Work required =
Pictures are not part of the copy; retype all the records below exactly.

== Segment start ==

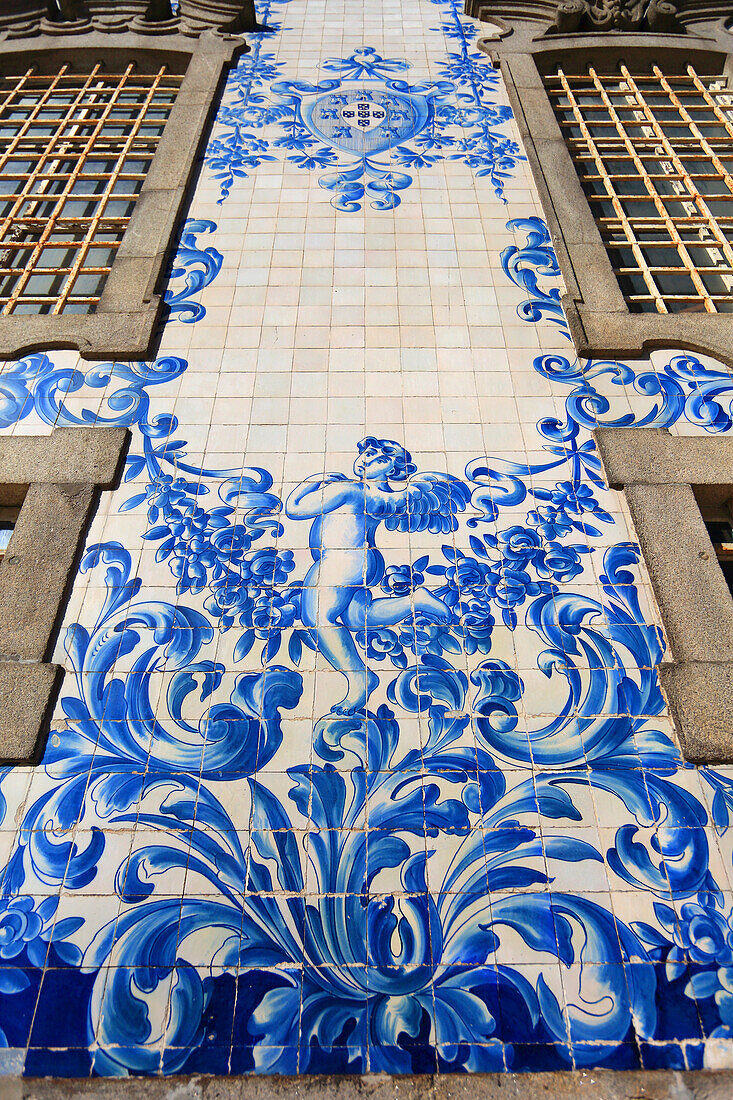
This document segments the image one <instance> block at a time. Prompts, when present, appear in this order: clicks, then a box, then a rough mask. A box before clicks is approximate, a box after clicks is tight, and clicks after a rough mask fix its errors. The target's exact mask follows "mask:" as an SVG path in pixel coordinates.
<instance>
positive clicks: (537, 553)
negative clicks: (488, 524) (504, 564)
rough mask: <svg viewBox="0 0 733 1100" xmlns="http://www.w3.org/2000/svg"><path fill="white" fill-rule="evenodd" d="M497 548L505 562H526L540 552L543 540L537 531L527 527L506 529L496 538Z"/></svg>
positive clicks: (500, 533)
mask: <svg viewBox="0 0 733 1100" xmlns="http://www.w3.org/2000/svg"><path fill="white" fill-rule="evenodd" d="M497 541H499V546H500V548H501V550H502V554H503V557H504V559H505V560H507V561H510V562H512V561H517V562H523V563H525V562H528V561H532V560H533V559H534V558H536V557H537V554H538V553H539V551H540V550H541V546H543V540H541V539H540V537H539V535H538V533H537V531H533V530H529V529H528V528H527V527H519V526H518V525H515V526H514V527H507V528H506V530H505V531H500V533H499V537H497Z"/></svg>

== Segment end ==

Exercise answer =
This document segments the image one <instance> block at a time. Prompts, when present, appear in this order: clicks, then a box, then a rough mask. A box before clicks is approximate, a box after clicks is tight, and clicks after a rough mask fix its errors. The target's exact mask follows "mask:" as an SVG path in pixel coordinates.
<instance>
positive clicks: (537, 553)
negative clicks: (488, 524) (504, 564)
rough mask: <svg viewBox="0 0 733 1100" xmlns="http://www.w3.org/2000/svg"><path fill="white" fill-rule="evenodd" d="M497 548L505 562H526L540 552L543 540L537 531L527 527L506 529L496 538Z"/></svg>
positive clicks: (500, 533)
mask: <svg viewBox="0 0 733 1100" xmlns="http://www.w3.org/2000/svg"><path fill="white" fill-rule="evenodd" d="M497 541H499V546H500V548H501V550H502V554H503V557H504V559H505V560H507V561H510V562H512V561H517V562H523V563H525V562H528V561H532V560H533V559H534V558H536V557H537V554H538V553H539V551H540V550H541V546H543V540H541V539H540V537H539V535H538V533H537V531H533V530H529V529H528V528H527V527H519V526H518V525H515V526H514V527H507V528H506V530H505V531H500V533H499V537H497Z"/></svg>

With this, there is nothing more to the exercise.